Text provided
A bench of Justices Sanjiv Khanna and Bela M Trivedi sought a reply from the poll panel on the petition filed by 'Association for Democratic Reforms' after hearing advocate Prashant Bhushan on behalf of the NGO.

The bench, however, asked Bhushan if we are not sometimes over suspicious.

To this, Bhushan contended that sometimes the registers and the vote counts do not match, as only few VVPATs were being tallied with EVM vote counts. 

The bench then sought a response from the EC and fixed the matter for hearing after three weeks.

The plea also sought a direction to declare as unconstitutional the Conduct of Election Rules, 1961, and the practice and procedure of ECI to the extent that they violate the fundamental right of the voters to verify through VVPATs that their vote has been ‘recorded as cast’ and ‘counted as recorded'.

The plea claimed that during the 2019 General Elections, there were EC acknowledged instances, where there was variance in the results captured in the EVMs and that of the VVPATs. 

The NGO claimed during mandatory verification of paper slips of VVPAT of five randomly selected polling stations, in polling station No 63 of Mydukur assembly constituency in Andhra Pradesh in the 2019 General Elections, the returning officer officially verified that there was a discrepancy of 14 votes in the EVM and VVPAT counts. 

“The EVM count was 233 votes whereas the VVPAT count was 219 votes. In other words, 6% of the counted votes in that EVM had not been cast. The Returning Officer of the constituency later clarified that the discrepancy is true and was due to non-clearance of votes polled in the mock-poll conducted at 7 am on the polling day from the EVM," the plea claimed.

Given problem A
Please return the stretch of the passage on the VVPAT petition from "The bench, however, asked" through "and ‘counted as recorded'.".
The text and the records come from different sources.

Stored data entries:

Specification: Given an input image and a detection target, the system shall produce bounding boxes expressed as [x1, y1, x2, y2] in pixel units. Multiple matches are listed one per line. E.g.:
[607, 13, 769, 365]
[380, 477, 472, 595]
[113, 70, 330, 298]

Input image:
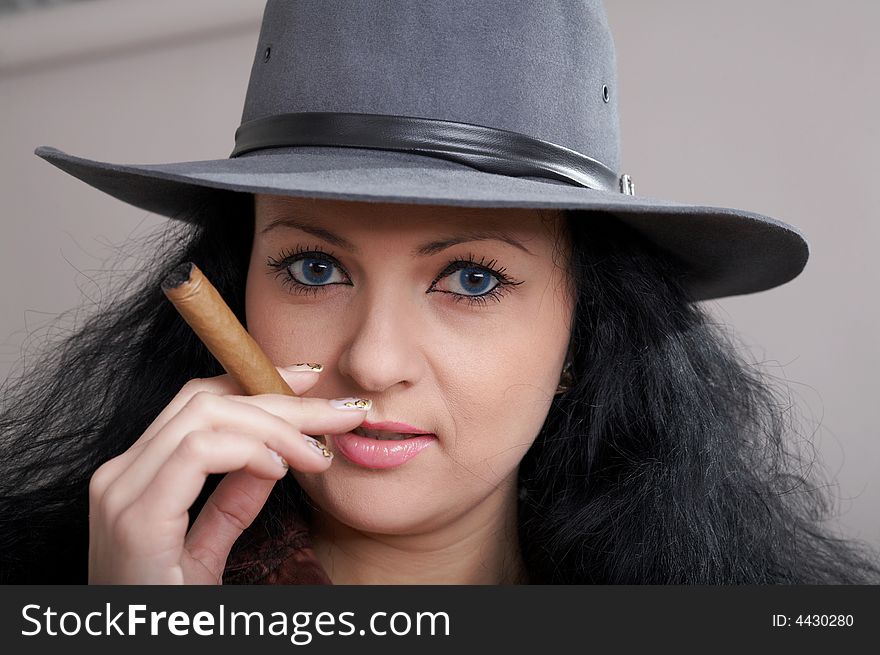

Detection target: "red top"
[223, 510, 333, 584]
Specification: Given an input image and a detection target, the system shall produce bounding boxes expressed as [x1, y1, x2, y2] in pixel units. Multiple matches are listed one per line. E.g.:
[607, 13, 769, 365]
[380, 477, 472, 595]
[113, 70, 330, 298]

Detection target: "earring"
[553, 359, 574, 396]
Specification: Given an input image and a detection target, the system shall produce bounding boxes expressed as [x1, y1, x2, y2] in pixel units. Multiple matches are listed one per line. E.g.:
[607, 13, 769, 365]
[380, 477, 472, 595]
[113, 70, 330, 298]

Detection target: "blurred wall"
[0, 0, 880, 546]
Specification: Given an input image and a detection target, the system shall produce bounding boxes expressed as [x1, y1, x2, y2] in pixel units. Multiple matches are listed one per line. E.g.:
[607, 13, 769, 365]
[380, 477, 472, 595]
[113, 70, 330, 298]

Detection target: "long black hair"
[0, 192, 880, 584]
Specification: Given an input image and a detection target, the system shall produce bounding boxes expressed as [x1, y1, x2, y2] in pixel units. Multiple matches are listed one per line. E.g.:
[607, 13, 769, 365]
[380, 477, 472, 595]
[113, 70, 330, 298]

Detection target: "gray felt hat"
[35, 0, 809, 300]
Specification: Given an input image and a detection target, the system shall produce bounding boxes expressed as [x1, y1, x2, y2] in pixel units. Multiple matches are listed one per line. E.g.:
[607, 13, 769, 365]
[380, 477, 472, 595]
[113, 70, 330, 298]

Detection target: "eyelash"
[267, 246, 522, 306]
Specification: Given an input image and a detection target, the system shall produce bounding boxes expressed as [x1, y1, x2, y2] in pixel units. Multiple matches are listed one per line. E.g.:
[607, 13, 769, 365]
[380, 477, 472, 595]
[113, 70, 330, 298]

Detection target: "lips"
[360, 421, 433, 434]
[352, 426, 427, 441]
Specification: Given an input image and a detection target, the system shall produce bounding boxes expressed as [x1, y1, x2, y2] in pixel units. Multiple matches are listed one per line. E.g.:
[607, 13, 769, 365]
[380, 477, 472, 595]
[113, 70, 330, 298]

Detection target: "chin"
[296, 473, 461, 535]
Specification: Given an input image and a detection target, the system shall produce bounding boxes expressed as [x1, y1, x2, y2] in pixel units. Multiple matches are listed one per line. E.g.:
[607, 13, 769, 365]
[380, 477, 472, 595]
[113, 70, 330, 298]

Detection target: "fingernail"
[330, 398, 373, 412]
[303, 434, 333, 459]
[284, 364, 324, 373]
[267, 448, 290, 468]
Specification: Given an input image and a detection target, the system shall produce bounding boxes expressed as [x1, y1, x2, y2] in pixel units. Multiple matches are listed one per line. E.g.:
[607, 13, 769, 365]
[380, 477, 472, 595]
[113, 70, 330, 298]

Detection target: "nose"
[338, 292, 423, 394]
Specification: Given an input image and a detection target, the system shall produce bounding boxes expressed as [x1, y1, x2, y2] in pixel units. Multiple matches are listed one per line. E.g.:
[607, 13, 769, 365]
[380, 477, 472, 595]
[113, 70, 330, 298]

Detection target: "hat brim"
[34, 146, 810, 300]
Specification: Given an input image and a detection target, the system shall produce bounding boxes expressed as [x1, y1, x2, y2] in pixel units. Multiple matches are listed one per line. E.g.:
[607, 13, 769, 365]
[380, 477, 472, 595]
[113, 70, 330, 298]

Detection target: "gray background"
[0, 0, 880, 546]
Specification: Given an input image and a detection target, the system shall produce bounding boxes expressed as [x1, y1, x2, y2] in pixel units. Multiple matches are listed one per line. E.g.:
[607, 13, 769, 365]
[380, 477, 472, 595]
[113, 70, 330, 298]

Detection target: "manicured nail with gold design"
[284, 363, 324, 373]
[267, 448, 290, 468]
[330, 398, 373, 412]
[303, 434, 333, 459]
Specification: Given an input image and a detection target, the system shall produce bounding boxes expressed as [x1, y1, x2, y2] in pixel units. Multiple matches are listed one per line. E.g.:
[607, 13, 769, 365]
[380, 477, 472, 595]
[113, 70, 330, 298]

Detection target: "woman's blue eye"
[268, 249, 522, 305]
[438, 266, 500, 296]
[287, 257, 345, 286]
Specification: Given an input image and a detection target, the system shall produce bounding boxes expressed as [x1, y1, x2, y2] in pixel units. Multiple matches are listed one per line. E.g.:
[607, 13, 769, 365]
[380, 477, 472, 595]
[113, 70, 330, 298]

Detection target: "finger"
[93, 368, 319, 488]
[119, 432, 287, 553]
[133, 366, 320, 454]
[104, 393, 344, 515]
[184, 471, 275, 577]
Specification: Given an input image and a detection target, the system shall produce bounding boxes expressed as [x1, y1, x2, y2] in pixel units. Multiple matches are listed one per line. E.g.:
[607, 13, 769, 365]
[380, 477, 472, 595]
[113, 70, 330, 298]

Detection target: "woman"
[0, 2, 880, 584]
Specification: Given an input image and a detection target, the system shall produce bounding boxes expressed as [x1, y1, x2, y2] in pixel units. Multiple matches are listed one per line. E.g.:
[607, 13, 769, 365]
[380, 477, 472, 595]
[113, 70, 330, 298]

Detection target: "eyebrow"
[260, 217, 533, 257]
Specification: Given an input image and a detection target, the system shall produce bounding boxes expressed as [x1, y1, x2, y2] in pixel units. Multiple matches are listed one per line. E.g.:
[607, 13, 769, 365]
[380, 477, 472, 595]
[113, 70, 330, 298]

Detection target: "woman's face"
[246, 195, 573, 534]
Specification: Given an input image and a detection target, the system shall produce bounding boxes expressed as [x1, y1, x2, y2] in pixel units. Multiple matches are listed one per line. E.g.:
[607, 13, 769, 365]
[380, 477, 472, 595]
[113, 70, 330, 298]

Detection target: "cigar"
[162, 262, 326, 452]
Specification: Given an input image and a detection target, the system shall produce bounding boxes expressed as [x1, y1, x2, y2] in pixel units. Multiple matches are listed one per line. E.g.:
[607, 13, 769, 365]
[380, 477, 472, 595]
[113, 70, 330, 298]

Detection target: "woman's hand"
[89, 368, 366, 584]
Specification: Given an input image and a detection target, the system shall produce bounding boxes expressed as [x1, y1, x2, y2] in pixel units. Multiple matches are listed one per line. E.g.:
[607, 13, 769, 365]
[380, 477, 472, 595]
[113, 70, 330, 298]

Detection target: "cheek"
[440, 305, 571, 482]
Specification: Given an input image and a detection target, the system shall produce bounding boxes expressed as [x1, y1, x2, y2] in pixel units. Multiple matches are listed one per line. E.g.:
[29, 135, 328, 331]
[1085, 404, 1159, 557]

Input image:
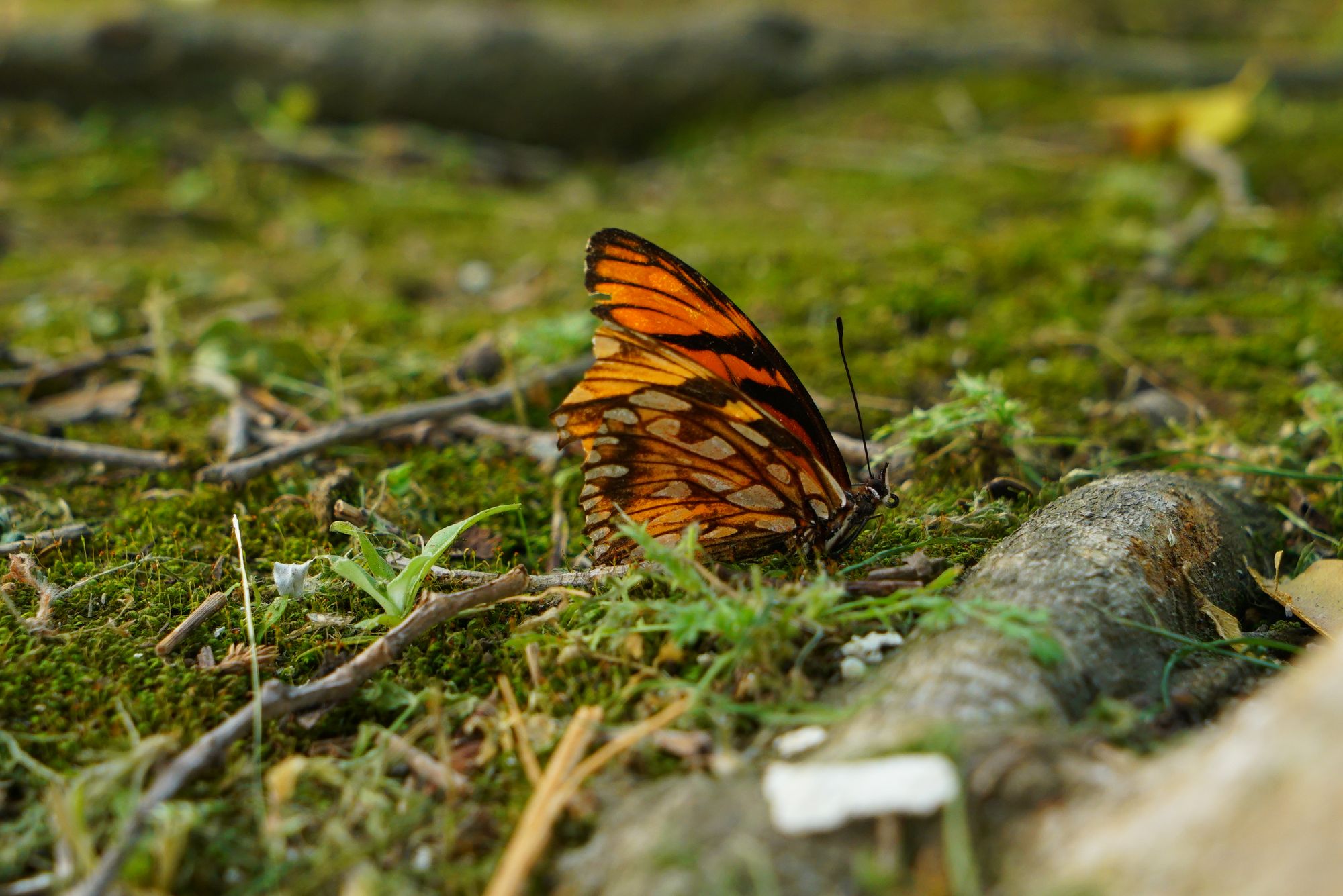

Given problem B
In the stretch of the records from the start through the line containing "[223, 510, 333, 584]", substitute "red blouse" for "red top" and leave everything else unchanged. Give only those lines, without the pictures.

Full answer A
The bench, however, asked Bhushan if we are not sometimes over suspicious.

To this, Bhushan contended that sometimes the registers and the vote counts do not match, as only few VVPATs were being tallied with EVM vote counts. 

The bench then sought a response from the EC and fixed the matter for hearing after three weeks.

The plea also sought a direction to declare as unconstitutional the Conduct of Election Rules, 1961, and the practice and procedure of ECI to the extent that they violate the fundamental right of the voters to verify through VVPATs that their vote has been ‘recorded as cast’ and ‘counted as recorded'.

Full answer B
Specification: Given an input image and a detection target, the system shall produce bounding boxes expressed as [x1, y1, x2, y2] in pixel units. Multiple matches are listed one per line. E.g.:
[607, 13, 769, 365]
[380, 477, 472, 595]
[113, 70, 330, 298]

Input image:

Detection target: "red blouse"
[223, 510, 333, 584]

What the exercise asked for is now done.